*Exercise description:* Write out the data below in full. Keep it exact.

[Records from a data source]

● ● ●

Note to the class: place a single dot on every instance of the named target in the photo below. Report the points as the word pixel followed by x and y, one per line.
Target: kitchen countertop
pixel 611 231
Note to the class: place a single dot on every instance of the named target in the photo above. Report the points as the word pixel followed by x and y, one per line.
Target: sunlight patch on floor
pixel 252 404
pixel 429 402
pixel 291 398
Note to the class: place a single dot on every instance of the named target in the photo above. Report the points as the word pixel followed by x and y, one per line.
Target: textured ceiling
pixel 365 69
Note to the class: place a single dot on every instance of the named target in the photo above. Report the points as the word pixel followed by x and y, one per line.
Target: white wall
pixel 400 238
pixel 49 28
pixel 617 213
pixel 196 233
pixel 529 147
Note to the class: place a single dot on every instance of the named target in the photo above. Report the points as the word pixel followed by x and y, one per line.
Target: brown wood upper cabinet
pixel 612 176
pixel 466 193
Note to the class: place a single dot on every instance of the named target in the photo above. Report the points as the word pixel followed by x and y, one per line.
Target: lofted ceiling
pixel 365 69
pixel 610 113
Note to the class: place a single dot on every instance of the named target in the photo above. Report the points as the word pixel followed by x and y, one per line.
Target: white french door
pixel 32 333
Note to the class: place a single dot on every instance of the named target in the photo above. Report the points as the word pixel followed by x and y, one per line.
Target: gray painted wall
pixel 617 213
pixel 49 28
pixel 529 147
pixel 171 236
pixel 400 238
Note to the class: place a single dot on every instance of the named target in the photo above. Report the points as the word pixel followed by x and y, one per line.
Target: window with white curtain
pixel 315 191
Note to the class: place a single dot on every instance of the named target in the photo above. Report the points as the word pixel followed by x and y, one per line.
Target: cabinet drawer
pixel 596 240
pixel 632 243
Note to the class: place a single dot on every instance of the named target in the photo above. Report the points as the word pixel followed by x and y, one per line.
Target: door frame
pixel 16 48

● ● ●

*Result for this task:*
Note to the class: place a single dot on every instance of the named target in the photo below. Report the points as the word pixel followed by x and y, one per line.
Target: kitchen countertop
pixel 611 231
Note to the class: place a single dot on every instance of the named target in the photo above. Report the points as the word pixel followed by x and y, one per line.
Target: sunlight patch on floor
pixel 252 404
pixel 429 402
pixel 291 398
Note to the class: place a single dot on every instance of the named target in the photo above. Report the points as the word pixel followed by x and y, one per line.
Target: textured ceiling
pixel 365 69
Note to the class: place a single dot on every instance of the named target in the photo above. Report the points as the word pixel followed by x and y, one per line.
Target: white wall
pixel 400 238
pixel 49 28
pixel 617 213
pixel 196 233
pixel 529 147
Note to the class: place a single dot on every instance of the named target in the photo above. Report the points as the word pixel followed by x and y, one per line.
Target: brown wood upper cabinet
pixel 612 176
pixel 466 193
Note to the class: place a single dot on every instance of the named target in the photo above. Report the points as the word pixel followed by x and y, one per line.
Target: lofted ceiling
pixel 365 69
pixel 610 113
Note to the class: place a single dot on every instance of the named target in the photo above. Report the points as the word pixel followed by x and y, one per line.
Target: white french door
pixel 32 333
Note to the class: place a single dot on every instance of the named target in the photo above. Report the points as the word pixel followed by x and y, one per line.
Target: gray painted wall
pixel 617 213
pixel 49 28
pixel 529 147
pixel 171 236
pixel 400 238
Note to the class: place a single dot on every instance of the named target in the photo above. Report the points as the word pixel followed by x and y, one per line.
Target: window with white curtain
pixel 315 191
Note to the class: place a single dot on every instance of the named target in the photo above. Report the points as the word pixel followed by x and y, one per line.
Target: cabinet drawer
pixel 596 240
pixel 632 243
Note to the class: place a single dot on every instance of the named target in the photo above. Report the points as the word pixel followed by x and y, one per line.
Target: door frame
pixel 16 48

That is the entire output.